● Given request:
Show, in full, each line of the material below that contains the string "striped". Letter case is significant.

● Records provided:
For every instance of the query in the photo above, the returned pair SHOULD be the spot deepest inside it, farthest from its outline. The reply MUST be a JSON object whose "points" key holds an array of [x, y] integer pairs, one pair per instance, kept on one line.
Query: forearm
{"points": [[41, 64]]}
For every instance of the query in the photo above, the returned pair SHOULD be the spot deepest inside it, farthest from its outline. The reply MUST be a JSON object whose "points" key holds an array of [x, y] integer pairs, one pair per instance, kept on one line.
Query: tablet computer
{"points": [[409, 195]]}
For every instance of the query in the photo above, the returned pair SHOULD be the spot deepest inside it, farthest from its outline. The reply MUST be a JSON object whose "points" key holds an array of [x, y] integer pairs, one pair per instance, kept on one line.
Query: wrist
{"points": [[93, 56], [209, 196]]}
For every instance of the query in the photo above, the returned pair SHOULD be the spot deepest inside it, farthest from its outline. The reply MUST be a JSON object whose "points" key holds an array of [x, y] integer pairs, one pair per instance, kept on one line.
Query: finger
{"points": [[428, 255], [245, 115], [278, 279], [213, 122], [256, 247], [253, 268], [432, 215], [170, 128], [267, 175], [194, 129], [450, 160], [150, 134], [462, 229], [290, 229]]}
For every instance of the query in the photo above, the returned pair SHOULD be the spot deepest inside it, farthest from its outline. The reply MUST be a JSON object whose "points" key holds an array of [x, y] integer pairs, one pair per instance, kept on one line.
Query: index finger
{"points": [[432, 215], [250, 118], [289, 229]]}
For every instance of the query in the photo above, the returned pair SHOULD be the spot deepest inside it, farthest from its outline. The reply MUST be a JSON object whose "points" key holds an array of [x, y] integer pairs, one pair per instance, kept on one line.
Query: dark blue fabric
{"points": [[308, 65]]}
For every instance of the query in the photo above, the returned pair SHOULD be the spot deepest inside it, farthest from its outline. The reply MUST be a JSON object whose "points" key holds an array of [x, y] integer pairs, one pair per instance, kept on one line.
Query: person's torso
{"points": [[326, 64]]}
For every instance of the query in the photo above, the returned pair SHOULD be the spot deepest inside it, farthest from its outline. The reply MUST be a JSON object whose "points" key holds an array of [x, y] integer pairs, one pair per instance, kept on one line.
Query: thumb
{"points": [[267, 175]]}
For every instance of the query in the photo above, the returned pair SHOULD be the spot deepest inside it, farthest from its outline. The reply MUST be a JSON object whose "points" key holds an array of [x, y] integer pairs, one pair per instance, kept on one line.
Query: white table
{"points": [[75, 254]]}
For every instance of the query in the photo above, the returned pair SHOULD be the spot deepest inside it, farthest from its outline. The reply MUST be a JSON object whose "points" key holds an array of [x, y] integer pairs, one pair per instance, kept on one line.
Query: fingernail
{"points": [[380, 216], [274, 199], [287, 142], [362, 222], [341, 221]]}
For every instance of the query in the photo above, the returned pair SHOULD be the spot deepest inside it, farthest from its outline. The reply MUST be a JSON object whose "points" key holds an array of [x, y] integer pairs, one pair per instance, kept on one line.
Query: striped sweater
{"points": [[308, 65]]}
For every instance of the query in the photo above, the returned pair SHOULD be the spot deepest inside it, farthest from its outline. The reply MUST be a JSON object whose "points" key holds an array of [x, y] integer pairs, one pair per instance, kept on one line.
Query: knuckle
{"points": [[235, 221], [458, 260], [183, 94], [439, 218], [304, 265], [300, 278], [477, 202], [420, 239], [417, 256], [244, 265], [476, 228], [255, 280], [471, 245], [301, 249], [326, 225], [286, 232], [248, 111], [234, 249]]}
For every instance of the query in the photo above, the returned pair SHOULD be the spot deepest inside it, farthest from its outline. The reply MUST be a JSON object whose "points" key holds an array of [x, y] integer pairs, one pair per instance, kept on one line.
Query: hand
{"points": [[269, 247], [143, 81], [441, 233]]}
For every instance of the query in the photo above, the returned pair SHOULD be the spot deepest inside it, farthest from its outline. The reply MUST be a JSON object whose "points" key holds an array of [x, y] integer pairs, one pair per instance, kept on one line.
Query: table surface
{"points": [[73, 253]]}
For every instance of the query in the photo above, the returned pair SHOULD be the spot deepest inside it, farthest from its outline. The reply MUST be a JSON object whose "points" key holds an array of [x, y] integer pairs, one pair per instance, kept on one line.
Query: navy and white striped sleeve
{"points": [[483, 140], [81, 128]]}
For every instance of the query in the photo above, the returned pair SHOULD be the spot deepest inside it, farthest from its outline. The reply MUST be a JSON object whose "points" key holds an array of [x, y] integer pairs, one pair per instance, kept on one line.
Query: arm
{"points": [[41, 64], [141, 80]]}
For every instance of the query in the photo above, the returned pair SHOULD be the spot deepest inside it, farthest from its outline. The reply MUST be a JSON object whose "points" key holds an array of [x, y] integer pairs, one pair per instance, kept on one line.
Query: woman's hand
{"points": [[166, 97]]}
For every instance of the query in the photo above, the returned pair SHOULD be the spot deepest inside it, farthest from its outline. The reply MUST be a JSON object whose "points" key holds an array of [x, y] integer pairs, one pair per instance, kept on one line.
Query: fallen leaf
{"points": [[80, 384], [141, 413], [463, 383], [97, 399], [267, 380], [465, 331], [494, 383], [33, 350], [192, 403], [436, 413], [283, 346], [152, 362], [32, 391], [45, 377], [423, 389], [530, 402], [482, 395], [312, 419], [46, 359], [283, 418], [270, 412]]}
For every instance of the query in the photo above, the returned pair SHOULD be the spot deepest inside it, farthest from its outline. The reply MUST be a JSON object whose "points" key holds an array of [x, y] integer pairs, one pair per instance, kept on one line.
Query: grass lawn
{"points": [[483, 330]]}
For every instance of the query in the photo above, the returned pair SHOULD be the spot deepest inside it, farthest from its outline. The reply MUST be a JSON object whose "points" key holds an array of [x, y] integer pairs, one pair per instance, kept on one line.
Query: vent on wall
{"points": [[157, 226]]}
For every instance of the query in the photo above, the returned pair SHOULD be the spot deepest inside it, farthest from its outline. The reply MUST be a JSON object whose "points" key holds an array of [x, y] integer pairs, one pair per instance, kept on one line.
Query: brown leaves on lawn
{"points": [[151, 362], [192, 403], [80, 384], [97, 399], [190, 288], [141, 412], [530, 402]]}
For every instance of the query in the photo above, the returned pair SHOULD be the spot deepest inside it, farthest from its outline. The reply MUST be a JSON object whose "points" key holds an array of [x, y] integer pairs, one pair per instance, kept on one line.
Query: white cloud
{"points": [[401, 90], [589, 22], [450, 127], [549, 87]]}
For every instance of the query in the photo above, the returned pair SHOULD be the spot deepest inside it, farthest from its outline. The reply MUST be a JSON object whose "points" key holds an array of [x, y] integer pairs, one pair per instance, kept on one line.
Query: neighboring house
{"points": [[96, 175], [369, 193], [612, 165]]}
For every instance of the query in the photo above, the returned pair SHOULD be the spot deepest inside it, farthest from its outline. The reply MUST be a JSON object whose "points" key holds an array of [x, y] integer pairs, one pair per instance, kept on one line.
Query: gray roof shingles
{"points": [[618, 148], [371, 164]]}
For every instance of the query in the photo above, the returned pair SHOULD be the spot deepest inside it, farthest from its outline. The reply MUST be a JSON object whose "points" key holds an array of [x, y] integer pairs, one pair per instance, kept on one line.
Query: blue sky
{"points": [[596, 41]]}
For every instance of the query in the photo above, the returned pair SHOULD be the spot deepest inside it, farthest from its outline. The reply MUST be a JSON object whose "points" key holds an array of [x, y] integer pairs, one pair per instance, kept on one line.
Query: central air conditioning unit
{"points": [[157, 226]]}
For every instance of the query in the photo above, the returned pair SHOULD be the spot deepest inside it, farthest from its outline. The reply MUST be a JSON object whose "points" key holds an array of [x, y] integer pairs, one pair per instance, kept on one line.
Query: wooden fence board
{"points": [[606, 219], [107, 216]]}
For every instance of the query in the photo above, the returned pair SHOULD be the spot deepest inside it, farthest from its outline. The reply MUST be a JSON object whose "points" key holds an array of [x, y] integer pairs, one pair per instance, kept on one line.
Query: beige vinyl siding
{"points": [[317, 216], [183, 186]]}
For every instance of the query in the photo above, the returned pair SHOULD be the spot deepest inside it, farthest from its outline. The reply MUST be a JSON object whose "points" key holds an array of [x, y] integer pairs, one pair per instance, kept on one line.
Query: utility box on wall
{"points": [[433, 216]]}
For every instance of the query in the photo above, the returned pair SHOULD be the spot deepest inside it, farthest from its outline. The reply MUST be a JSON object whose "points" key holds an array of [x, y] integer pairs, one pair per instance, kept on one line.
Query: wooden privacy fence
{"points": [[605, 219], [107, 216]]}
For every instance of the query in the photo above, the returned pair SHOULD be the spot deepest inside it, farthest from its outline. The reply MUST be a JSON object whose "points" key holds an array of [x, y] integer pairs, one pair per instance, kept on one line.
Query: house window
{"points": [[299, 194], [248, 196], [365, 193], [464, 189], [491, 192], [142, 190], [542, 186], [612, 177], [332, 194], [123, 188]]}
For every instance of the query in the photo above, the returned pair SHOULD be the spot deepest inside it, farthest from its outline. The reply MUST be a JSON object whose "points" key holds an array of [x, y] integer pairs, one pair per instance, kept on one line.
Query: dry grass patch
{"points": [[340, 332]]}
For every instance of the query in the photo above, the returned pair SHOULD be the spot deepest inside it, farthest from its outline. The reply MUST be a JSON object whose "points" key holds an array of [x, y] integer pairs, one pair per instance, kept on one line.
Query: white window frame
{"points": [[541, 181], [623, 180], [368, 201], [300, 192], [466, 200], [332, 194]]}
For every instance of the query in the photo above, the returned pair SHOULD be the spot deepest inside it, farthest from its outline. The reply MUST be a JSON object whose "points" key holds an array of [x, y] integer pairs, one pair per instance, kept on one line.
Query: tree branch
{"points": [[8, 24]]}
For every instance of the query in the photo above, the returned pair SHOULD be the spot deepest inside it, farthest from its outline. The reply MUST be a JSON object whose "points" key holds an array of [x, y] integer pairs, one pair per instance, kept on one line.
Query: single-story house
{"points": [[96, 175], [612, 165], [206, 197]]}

...

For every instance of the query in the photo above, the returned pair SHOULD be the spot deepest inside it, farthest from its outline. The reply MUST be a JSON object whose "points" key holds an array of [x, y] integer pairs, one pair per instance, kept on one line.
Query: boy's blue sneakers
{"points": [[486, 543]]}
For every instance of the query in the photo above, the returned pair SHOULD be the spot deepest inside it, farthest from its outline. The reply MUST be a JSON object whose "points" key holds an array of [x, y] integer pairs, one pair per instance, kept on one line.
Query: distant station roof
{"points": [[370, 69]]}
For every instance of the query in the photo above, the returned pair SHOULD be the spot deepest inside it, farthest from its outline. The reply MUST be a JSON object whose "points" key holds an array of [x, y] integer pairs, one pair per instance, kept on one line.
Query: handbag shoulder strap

...

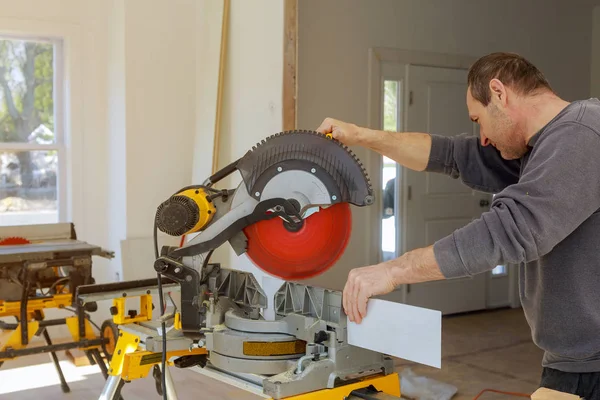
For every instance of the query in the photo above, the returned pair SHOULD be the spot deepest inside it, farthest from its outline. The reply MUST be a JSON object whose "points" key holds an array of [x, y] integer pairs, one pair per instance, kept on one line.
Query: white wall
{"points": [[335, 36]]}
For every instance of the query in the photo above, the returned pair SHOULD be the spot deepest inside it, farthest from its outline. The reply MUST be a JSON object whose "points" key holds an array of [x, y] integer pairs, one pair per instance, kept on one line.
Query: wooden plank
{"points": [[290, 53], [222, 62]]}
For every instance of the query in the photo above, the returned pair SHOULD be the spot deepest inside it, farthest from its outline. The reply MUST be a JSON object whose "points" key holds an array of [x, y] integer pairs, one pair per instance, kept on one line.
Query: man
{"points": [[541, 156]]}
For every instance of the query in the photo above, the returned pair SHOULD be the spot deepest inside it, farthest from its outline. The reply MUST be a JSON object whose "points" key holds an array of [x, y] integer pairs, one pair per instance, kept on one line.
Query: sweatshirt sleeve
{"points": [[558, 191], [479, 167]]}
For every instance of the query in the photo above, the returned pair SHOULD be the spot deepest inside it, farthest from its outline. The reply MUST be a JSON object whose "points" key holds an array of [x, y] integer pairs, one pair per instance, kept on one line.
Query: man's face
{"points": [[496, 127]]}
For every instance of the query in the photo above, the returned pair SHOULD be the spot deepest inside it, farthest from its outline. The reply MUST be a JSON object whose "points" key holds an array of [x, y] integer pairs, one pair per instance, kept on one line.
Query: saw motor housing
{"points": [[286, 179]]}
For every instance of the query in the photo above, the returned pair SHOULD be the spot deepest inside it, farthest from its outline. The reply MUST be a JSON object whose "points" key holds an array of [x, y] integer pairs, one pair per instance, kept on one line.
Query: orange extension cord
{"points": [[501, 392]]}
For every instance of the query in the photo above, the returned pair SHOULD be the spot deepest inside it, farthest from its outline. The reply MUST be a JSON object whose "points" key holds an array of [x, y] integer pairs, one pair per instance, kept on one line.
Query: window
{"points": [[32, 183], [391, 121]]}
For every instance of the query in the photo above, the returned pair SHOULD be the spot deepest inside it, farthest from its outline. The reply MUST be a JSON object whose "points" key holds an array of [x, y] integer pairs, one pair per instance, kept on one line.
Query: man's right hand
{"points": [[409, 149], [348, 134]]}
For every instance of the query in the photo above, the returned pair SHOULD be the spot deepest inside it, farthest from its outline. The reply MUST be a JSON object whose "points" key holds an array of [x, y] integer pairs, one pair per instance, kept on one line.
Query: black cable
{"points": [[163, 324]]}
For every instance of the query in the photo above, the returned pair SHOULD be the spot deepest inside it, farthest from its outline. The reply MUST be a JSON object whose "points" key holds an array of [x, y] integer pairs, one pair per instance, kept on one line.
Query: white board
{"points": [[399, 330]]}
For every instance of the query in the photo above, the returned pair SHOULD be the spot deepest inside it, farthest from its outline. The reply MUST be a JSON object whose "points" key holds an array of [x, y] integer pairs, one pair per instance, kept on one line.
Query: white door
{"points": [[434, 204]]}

● Task response:
Query: striped sweater
Query: navy and white striped sleeve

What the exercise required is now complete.